--- START OF PASSAGE SHOWN ---

There are 1,197 species of plants and animals in the United States listed as threatened or endangered. Since final passage of the Endangered Species Act in 1973, 11 species have been delisted as a result of their recovery; seven species have been declared extinct; and nine other species have been delisted after finding the original data was incorrect.

Of the 10 to 30 million species estimated to exist on the planet today, scientists estimate that 17,000 become extinct every year. That is not an alarming figure. Most of the species that ever existed are today extinct from natural processes.

Though science debates how much government actually had to do with it, the Endangered Species Act (ESA) can certainly flaunt its poster successes in the bald eagle or the peregrine falcon, even while ignoring that it was the elimination of pesticides such as DDT, and the work of the private Peregrine Fund, that deserve the credit.

But the key to understanding the ESA today is in that “surrogate” issue. Most of the species listed are considered in danger because of habitat loss, and the most frequently “lost” habitat involves fresh water.
Which brings us to what has always been the bottom line in the West. If the West had been blessed with nearly the same general distribution of rivers and waterways found east of the Mississippi, this would surely be a different nation, and no such disputes over “public land” could possibly have endured over more than a century. In the West, as Mark Twain observed, “Whiskey is for drinking. Water is for fighting.”

Administration of the Endangered Species Act today is largely the responsibility of the U.S. Fish & Wildlife Service, headed by George Frampton. If water is what will unlock the door to species survival, Frampton holds the key. And, as in other parts of Interior Department policy, it is seldom a matter of representative debate about the outcome.

--- END OF PASSAGE SHOWN ---
--- START OF COLLECTED DATA ---

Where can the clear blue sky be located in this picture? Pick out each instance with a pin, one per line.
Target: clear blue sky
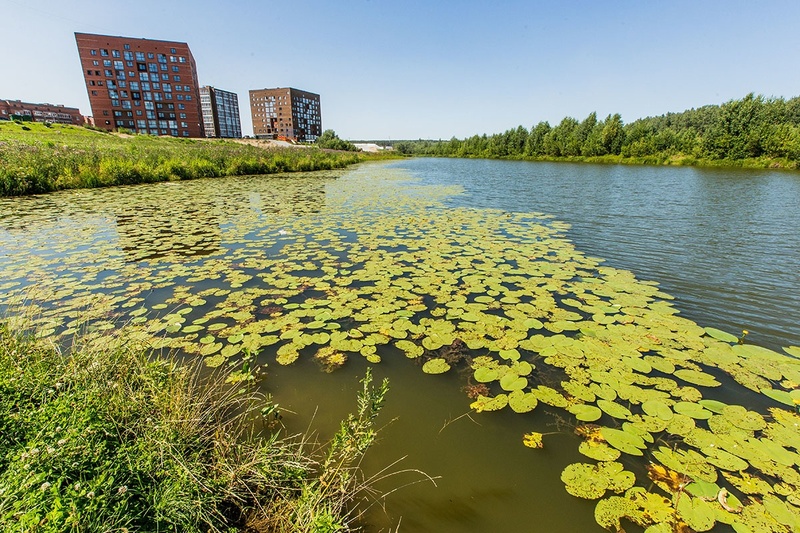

--- END OF COLLECTED DATA ---

- STATED TASK 1 -
From the Endangered Species Act passage, give again everything from "There are 1,197" down to "from natural processes.".
- STATED TASK 2 -
Answer these from the Endangered Species Act passage:
(a) How many species of plants and animals in the United States are listed as threatened or endangered?
(b) How many species do scientists estimate become extinct every year?
(c) Which agency is largely responsible for administering the Endangered Species Act today?

- TASK RESPONSE 1 -
There are 1,197 species of plants and animals in the United States listed as threatened or endangered. Since final passage of the Endangered Species Act in 1973, 11 species have been delisted as a result of their recovery; seven species have been declared extinct; and nine other species have been delisted after finding the original data was incorrect.

Of the 10 to 30 million species estimated to exist on the planet today, scientists estimate that 17,000 become extinct every year. That is not an alarming figure. Most of the species that ever existed are today extinct from natural processes.

- TASK RESPONSE 2 -
(a) 1,197
(b) 17,000
(c) The U.S. Fish & Wildlife Service